**WHAT YOU ARE ASKED TO DO:** Copy each line below without leaving any out.

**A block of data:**
::::::::
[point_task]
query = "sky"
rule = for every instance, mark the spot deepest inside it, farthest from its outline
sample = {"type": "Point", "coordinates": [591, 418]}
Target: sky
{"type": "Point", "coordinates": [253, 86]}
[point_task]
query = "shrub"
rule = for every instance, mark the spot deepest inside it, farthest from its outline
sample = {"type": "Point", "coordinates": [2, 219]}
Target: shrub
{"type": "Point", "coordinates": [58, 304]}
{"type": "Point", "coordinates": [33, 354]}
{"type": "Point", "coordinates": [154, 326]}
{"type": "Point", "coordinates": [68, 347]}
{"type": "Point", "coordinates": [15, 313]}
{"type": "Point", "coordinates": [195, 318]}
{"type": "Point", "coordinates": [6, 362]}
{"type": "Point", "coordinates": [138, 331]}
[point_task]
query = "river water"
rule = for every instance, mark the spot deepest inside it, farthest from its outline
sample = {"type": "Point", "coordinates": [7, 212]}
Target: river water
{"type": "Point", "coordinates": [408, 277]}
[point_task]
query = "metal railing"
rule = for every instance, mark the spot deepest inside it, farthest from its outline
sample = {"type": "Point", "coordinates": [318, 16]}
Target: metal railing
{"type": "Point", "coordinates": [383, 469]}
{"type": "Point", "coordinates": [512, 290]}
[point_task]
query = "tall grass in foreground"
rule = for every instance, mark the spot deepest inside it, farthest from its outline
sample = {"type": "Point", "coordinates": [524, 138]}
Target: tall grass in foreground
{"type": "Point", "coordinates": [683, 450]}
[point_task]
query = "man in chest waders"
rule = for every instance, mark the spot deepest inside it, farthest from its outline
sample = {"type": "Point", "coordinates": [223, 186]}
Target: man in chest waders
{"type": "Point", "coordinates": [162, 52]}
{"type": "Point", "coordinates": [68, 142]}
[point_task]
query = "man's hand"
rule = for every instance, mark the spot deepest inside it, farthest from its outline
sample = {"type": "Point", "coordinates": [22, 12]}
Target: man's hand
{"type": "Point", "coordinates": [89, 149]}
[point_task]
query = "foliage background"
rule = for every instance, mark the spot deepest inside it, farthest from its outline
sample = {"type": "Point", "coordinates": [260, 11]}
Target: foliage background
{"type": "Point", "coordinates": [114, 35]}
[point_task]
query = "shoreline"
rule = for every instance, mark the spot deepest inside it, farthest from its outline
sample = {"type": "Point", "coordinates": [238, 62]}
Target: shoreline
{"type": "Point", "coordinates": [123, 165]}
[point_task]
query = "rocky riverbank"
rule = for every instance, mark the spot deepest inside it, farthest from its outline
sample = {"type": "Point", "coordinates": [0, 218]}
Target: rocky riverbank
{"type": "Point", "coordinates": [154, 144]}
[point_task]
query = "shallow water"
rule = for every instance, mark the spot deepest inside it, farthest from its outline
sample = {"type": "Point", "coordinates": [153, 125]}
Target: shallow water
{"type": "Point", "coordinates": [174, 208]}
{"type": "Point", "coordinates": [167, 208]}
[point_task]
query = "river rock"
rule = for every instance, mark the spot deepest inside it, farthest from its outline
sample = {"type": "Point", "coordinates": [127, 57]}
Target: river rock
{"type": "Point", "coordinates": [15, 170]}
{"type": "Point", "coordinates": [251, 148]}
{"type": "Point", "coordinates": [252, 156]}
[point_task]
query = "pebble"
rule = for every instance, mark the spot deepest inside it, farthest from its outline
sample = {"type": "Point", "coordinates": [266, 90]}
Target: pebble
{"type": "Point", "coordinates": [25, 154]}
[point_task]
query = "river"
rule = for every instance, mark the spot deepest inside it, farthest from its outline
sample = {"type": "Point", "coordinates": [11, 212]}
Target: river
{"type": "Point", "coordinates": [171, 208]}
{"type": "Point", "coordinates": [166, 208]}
::::::::
**FULL OUTPUT:**
[point_task]
query = "sky"
rule = for every instance, mark the spot deepest inside it, farthest from its outline
sample = {"type": "Point", "coordinates": [591, 418]}
Target: sky
{"type": "Point", "coordinates": [253, 86]}
[point_task]
query = "shrub"
rule = for every instance, mark the spot deepest inside it, farthest from its outline
sample = {"type": "Point", "coordinates": [2, 219]}
Target: shrub
{"type": "Point", "coordinates": [58, 304]}
{"type": "Point", "coordinates": [33, 354]}
{"type": "Point", "coordinates": [154, 326]}
{"type": "Point", "coordinates": [68, 347]}
{"type": "Point", "coordinates": [15, 313]}
{"type": "Point", "coordinates": [195, 318]}
{"type": "Point", "coordinates": [6, 362]}
{"type": "Point", "coordinates": [138, 331]}
[point_task]
query = "river water"
rule = for every instance, mark the spot deepest inside it, farthest from its outline
sample = {"type": "Point", "coordinates": [7, 212]}
Target: river water
{"type": "Point", "coordinates": [408, 277]}
[point_task]
query = "metal railing"
rule = for every instance, mark the spot deepest inside it, farthest from its outline
sample = {"type": "Point", "coordinates": [318, 16]}
Target: metal railing
{"type": "Point", "coordinates": [383, 469]}
{"type": "Point", "coordinates": [512, 290]}
[point_task]
query = "tall grass in foreground"
rule = for every instance, mark the spot deepest inside it, farthest from its outline
sample = {"type": "Point", "coordinates": [524, 138]}
Target: tall grass in foreground
{"type": "Point", "coordinates": [683, 450]}
[point_task]
query = "man in chest waders"
rule = for every instance, mark the spot deepest inside it, farthest from its outline
sample = {"type": "Point", "coordinates": [223, 186]}
Target: man in chest waders
{"type": "Point", "coordinates": [162, 52]}
{"type": "Point", "coordinates": [68, 142]}
[point_task]
query = "man's hand"
rule = for every instance, mark the spot deepest inside it, farthest from its outline
sample = {"type": "Point", "coordinates": [22, 12]}
Target: man's hand
{"type": "Point", "coordinates": [89, 149]}
[point_task]
query = "foliage background"
rule = for every instance, mark the spot deepest inside it, farthest from its outline
sample = {"type": "Point", "coordinates": [260, 11]}
Target: foliage background
{"type": "Point", "coordinates": [114, 35]}
[point_task]
query = "shoreline"
rule = for every instance, mark the spot deepest inside it, farthest from its outline
sample = {"type": "Point", "coordinates": [238, 62]}
Target: shoreline
{"type": "Point", "coordinates": [123, 165]}
[point_task]
query = "rocky riverbank"
rule = for every instance, mark the spot deepest inside it, farthest from its outline
sample = {"type": "Point", "coordinates": [0, 218]}
Target: rocky riverbank
{"type": "Point", "coordinates": [154, 144]}
[point_task]
query = "shallow water"
rule = for every instance, mark the spot deepest inside it, farthest from its outline
sample = {"type": "Point", "coordinates": [153, 125]}
Target: shallow water
{"type": "Point", "coordinates": [174, 208]}
{"type": "Point", "coordinates": [167, 208]}
[point_task]
query = "river rock"
rule = for every instance, mark the spot deepest inside it, farthest from its outline
sample = {"type": "Point", "coordinates": [127, 57]}
Target: river rock
{"type": "Point", "coordinates": [15, 170]}
{"type": "Point", "coordinates": [251, 148]}
{"type": "Point", "coordinates": [252, 156]}
[point_task]
query = "pebble"
rule = for every instance, mark the spot deepest inside it, farthest from its outline
sample = {"type": "Point", "coordinates": [266, 90]}
Target: pebble
{"type": "Point", "coordinates": [25, 154]}
[point_task]
query = "river"
rule = for every instance, mark the spot deepest inside it, farthest from its outline
sample = {"type": "Point", "coordinates": [11, 212]}
Target: river
{"type": "Point", "coordinates": [171, 208]}
{"type": "Point", "coordinates": [166, 208]}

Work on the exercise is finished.